::: STUDY TEXT

Described in a masterful understatement as being “among the most aggressive of all poultry”, geese can be fearsome birds. They were first domesticated in Europe several millenia ago, and since then have provided meat, eggs, fat and their downy feathers to keep people fed, greased and warm.
This weekend I’m looking at paintings of geese: today my subjects are the birds themselves, then tomorrow I go in search of the Goose Girl, which I promise won’t be a wild goose chase.

Geese feature in some of the oldest surviving paintings of birds, in this wall painting from the tomb of Itet, Meidum, which is estimated to be from about 2600-2550 BCE. That makes these paintings about four and a half millenia old, which is hard to grasp.

They also have good roots in the northern Mediterranean civilisations of Ancient Greece and Rome. David Rijckaert’s undated painting of Philemon and Baucis Giving Hospitality to Jupiter and Mercury tells the mythical story of this elderly and poor couple, who gave hospitality to the gods Mercury (left) and Jupiter (left of centre) seated at the table. In order to entertain them, the couple decide to slaughter the goose they kept, probably for a feast or special occasion. But first, they have to catch the bird, as shown here.
Geese were, and still are, common in the countryside, so started to appear as staffage in landscape paintings.

There’s a small flock of them at the lower right in Rubens’ wonderful celebration of harvest, Landscape with a Rainbow from about 1638, in the last couple of years of his retirement to his country estate. He really seems to be celebrating the sights of life here.

One of their more evocative appearances in painting is in Jean-Léon Gérôme’s early work Recreation in a Russian Camp, Remembering Moldavia from 1855. The artist claimed to have witnessed this scene when travelling down the River Danube: a group of Russian soldiers in low spirits is being uplifted by making music, under the direction of their superior. In that marvellous sky, a skein of (wild) geese are on the wing. You can almost hear their honking as the soldiers break into song.

Gustave Doré captured a very different moment, a little after dusk, in his Evening in Alsace from 1869. Four young men are squeezed into an open window as they try to charm the four young women standing below. But along comes a flock of geese to join in and ruin their chances.

::::::
::: DATASET ENTRIES

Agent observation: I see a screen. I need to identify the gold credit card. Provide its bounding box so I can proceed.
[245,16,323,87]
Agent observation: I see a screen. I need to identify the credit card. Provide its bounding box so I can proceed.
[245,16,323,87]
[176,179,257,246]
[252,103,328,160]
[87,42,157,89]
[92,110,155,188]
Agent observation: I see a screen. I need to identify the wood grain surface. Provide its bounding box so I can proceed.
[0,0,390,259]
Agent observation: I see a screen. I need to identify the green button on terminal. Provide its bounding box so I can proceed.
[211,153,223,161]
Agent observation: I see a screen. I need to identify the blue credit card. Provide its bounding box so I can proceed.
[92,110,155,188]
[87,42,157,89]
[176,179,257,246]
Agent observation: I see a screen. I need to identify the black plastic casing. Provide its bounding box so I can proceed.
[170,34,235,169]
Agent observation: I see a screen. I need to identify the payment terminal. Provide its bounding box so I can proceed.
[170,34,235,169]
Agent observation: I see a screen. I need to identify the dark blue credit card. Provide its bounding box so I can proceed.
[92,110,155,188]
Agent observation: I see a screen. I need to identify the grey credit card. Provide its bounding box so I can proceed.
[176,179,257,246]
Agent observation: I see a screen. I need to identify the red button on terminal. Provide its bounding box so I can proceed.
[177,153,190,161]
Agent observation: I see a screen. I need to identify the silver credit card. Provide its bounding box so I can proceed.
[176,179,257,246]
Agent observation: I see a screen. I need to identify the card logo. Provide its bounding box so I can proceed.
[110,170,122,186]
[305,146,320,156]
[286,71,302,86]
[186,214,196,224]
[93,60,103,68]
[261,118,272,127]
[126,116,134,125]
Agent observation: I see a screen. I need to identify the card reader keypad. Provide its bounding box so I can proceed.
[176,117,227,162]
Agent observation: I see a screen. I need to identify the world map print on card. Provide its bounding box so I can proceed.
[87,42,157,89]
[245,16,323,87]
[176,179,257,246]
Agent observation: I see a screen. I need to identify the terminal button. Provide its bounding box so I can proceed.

::::::

• [QUESTIONS TO ANSWER]:
[a] In the article on geese in paintings, where did Jean-Léon Gérôme claim to have witnessed the scene in Recreation in a Russian Camp, Remembering Moldavia?
[b] Decide whether each statement agrees with the article on geese in paintings, and back each yes or no with the text's deciding words: (i) Geese were first domesticated in Europe several millennia ago. (ii) Rubens painted Landscape with a Rainbow early in his career. (iii) In Doré's Evening in Alsace, the young women are squeezed into an open window.
[c] Pick up the article on geese in paintings after its final sentence and carry it on.

• [ANSWERS TO THE EXERCISE]:
[a] He claimed to have witnessed it when travelling down the River Danube.

[b]
(i) Yes: "They were first domesticated in Europe several millenia ago"
(ii) No: "in the last couple of years of his retirement to his country estate"
(iii) No: "Four young men are squeezed into an open window as they try to charm the four young women standing below."

[c]
In Marie Spartali Stillman’s charming (and undated) Farm Scene, painted when she was on the Isle of Wight one summer early in her career, a small flock of domestic geese have walked out from a farmyard to amuse the small girl. The birds tells us we’re in the country.

Another undated painting from the late nineteenth century, this time by Gaetano Chierici, calls on our experience of goose behaviour, and their size. An infant has been left with a bowl on their lap, and that room is invaded first by chickens, then by those large and aggressive geese. The child’s eyes are wide open, their mouth at full stretch in a scream, their arms raised, and their legs are trying to fend the geese away.

Domestic geese aren’t particularly seasonal, apart of course from their traditional unfortunate end at Christmas, but Adolf Lins has used them to capture warm sunshine in his A Summer Day, Geese by a Pond from 1905.
Towards the end of the nineteenth century, the rise of interest in wildlife painting brought different species and habitats to the canvas.

I’m still amazed that one of Elizabeth Nourse’s earliest surviving paintings is this very challenging Flock of Geese, from about 1883. Even with the aid of photographs this must have been extremely tough for a relative novice to paint so convincingly.

Winslow Homer’s Wild Geese in Flight from 1897 is, as you might expect, a masterful depiction of wild birds as they fly low over sand dunes, two apparently falling prey to a nearby hunter.

Then came specialist wildlife artists, including the father of the sub-genre, the brilliant Bruno Liljefors. After the First World War, he concentrated on the wildlife of Sweden’s coastal wetlands, including Bean Geese Landing above, and Geese in Wetlands below, both from 1921.

I haven’t looked here at the goose’s role in legend, lore and fable, but end this part with a true story of a goose in art, from Paul Gauguin’s time in Brittany.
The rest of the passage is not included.